== Supplied text
Although known mostly for the fact that local hero Banhart often joins them on guitar, Vetiver, the creation of San Francisco resident Andy Cabic, proved during their set at Bottom of the Hill that they need no “celebrity” draw to succeed. Joined by semi-members Alissa Anderson on cello and Jim Gaylord on violin, Cabic’s elegantly fragile acoustic tunes kept the place packed and attentive. The band even upstaged headliners Damon + Naomi (ex-Galaxie 500). The place cleared out when Cabic and Co. left the stage — except for Greg Proops, of Whose Line…? fame. He stuck around and took shots at the bar. True story.
That’s not to say that the locals have no respect for out-of-towners. Brooklyn’s Hold Steady may have been only the second band out of four on the bill for an afternoon show at Bottom of the Hill, but the bouncers were already turning people away before the five-piece took the stage. Ex-Lifter Puller frontman Craig Finn, who bears a striking resemblance to Pee Wee Herman in both appearance and dance moves, was gracious for the warm welcome, a favor the band returned by rocking insanely hard during their half-hour set. Theoretically, the Hold Steady are unknown. Their 2004 release, Almost Killed Me, appeared on “The Ten Best Albums You Didn’t Hear”-type lists in Rolling Stone, Spin and Magnet last year. But after those write-ups and a slew of incendiary live shows, the Hold Steady may not get to keep their “buried treasure” status next time around.
The ultimate little-guy status belonged to Portastatic, the side project of Superchunk’s Mac McCaughan. On the same night that the Polyphonic Spree and Hot Hot Heat sold out shows in North Beach and the Tenderloin, Portastatic played to a relatively undersized crowd hidden away at the bottom of Potrero Hill. Portastatic is one of those bands I like but can’t put my finger on why. They’re not really groundbreaking, and they have no unusual stories to tell (although McCaughan is part-owner of Merge Records). They’re just perfectly musical.
And though they may not have had the draw other high-profile bands had that night, Portastatic proved why McCaughan is so easy to root for. He walked on stage with little fanfare and started belting out some of the most impeccably written indie-rock I’ve ever heard. Songs with intricate and varied arrangements like “Oh Come Down” captivated the crowd, prompting pumped fists that remained in the air even during new, unfamiliar material.
====
== Collected material
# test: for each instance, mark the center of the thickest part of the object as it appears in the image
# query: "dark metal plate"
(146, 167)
====
Pick up the concert review at the point where it stops and keep writing it.

McCaughan is the classic underdog. And there he was on stage, flawlessly performing songs that over the course of his remarkable fifteen-year career have earned him respect but disproportionately little financial reward. His voice is stretched to its limit, but that only makes me love him more. It’s evident he’s doing what he loves.
And at its core, that’s the hope that comes attached to independent music. Like McCaughan, independent music is a microcosm that has largely retained an underdog status, situated within the shadows of the music industry. It’s a setting where passion and talent are given more weight than image and marketability. That’s not to say appearances don’t matter; Neighborhoodies and vintage shirts are just as bling as a Sean John pullover or a bulletproof vest — it’s just a different kind of currency. Instead of aiming for TRL, it’s a major coup to get played in the background of The O.C. But the underlying hope is that something of substance can succeed in a business that’s more concerned with superficialities.
And at a time when it seems as if indifference is becoming a national pastime, any reassurance that there are people who give a damn about something — anything — is welcome. Music is just music, but Noise Pop celebrates that optimism and brings anticipation of the future. And when you’re thirteen years old, that’s about all you can ask for.